• _Data lines_:

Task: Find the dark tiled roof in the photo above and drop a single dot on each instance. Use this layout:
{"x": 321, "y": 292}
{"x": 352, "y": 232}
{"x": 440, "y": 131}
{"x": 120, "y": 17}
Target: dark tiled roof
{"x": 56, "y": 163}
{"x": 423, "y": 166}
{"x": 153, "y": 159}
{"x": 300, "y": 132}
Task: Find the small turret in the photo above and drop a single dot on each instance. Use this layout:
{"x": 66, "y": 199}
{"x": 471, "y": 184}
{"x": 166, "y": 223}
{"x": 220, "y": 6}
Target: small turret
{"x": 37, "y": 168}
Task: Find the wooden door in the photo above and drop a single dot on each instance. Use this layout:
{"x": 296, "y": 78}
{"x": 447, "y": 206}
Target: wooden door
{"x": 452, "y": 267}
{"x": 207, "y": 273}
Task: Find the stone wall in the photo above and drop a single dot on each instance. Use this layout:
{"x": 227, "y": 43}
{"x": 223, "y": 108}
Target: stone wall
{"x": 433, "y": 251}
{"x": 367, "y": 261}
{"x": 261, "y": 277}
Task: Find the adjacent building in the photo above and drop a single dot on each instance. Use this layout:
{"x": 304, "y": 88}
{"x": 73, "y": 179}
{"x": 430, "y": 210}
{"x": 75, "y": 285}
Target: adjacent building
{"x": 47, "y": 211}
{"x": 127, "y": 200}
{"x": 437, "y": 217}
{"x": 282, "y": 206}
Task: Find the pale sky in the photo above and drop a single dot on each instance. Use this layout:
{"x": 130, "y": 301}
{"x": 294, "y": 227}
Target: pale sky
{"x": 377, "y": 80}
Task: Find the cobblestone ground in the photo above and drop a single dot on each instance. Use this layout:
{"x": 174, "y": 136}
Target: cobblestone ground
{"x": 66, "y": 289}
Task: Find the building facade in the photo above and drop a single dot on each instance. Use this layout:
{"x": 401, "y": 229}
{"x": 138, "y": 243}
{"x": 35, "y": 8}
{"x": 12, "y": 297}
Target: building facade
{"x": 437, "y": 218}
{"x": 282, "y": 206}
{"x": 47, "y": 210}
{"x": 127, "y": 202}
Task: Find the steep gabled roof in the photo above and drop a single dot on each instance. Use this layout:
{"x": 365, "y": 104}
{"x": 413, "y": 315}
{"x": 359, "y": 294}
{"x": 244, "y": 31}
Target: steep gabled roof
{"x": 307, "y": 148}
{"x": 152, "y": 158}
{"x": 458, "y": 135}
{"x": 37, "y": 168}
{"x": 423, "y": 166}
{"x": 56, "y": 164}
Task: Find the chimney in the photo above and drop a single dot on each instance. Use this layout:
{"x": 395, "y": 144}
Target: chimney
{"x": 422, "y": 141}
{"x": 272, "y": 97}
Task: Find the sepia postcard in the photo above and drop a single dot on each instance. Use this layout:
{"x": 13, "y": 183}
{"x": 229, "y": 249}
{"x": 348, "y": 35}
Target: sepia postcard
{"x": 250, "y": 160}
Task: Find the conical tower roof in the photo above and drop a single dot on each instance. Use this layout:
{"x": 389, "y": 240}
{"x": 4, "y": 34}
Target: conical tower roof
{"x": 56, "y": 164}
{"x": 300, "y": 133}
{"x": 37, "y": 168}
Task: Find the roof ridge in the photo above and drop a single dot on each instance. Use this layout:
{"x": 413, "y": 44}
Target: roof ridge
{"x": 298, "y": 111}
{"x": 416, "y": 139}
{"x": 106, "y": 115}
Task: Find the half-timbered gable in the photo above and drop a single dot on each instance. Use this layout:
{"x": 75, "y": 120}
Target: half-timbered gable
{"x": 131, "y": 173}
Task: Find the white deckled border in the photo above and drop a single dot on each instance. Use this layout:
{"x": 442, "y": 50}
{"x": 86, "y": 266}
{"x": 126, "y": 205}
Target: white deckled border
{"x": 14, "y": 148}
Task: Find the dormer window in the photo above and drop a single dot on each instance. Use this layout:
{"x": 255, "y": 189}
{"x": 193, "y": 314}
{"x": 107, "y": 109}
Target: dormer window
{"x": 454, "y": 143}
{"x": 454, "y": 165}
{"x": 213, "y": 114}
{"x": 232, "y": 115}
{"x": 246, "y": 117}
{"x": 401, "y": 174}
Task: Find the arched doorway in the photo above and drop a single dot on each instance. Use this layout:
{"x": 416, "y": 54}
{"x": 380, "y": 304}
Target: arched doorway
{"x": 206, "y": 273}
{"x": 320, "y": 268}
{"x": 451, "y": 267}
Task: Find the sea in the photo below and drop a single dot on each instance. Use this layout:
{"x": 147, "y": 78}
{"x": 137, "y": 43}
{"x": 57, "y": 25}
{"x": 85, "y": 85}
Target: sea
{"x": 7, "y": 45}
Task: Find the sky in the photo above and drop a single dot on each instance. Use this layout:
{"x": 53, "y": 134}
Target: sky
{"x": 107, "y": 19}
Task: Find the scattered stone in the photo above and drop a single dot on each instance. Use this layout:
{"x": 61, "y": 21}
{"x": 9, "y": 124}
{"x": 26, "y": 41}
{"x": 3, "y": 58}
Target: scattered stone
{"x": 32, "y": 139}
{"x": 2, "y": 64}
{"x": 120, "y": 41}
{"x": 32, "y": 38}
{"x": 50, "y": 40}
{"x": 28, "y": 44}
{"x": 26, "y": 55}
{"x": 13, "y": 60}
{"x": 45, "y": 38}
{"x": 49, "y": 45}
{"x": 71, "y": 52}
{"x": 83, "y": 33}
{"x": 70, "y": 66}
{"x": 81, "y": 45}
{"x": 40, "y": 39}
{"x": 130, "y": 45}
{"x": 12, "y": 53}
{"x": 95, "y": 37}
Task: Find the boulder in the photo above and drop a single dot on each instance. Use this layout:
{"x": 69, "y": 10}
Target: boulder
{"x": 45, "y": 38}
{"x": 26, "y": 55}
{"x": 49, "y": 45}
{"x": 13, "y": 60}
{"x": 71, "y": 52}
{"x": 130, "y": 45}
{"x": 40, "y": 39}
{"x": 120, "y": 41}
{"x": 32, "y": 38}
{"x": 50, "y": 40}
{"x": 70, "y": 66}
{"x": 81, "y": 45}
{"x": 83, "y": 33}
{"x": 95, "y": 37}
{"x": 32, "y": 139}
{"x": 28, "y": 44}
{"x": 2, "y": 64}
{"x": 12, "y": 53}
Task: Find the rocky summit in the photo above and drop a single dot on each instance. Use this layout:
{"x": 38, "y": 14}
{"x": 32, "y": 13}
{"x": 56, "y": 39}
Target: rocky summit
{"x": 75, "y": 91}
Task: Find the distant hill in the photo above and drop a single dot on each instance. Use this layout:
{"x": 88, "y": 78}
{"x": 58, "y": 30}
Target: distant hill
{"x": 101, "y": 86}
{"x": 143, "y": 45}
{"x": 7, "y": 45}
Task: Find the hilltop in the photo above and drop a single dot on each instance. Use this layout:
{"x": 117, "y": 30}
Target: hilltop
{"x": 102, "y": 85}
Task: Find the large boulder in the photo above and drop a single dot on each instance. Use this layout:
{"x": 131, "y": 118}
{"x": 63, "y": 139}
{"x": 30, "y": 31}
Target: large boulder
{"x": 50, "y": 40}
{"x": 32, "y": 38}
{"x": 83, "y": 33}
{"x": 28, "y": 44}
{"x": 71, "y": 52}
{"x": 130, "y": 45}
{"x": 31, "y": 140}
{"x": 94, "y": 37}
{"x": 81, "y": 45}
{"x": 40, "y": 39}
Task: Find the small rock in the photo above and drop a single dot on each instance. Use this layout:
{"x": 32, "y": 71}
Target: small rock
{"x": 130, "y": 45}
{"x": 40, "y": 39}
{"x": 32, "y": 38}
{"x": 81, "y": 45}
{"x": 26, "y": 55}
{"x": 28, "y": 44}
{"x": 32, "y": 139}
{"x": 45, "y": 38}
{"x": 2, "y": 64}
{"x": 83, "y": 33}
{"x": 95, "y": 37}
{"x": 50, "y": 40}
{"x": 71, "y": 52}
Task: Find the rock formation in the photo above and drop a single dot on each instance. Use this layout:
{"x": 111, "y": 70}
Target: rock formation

• _Exercise_:
Render the stretch from the line containing "Task: Find the rock formation" through the last line above as a Markdown table with two columns, Row and Line: number each row and skip any blank lines.

• _The completed task_:
| Row | Line |
|---|---|
| 1 | Task: Find the rock formation in the photo above and drop a single dot on each instance. Use this layout: |
| 2 | {"x": 111, "y": 70} |
| 3 | Target: rock formation |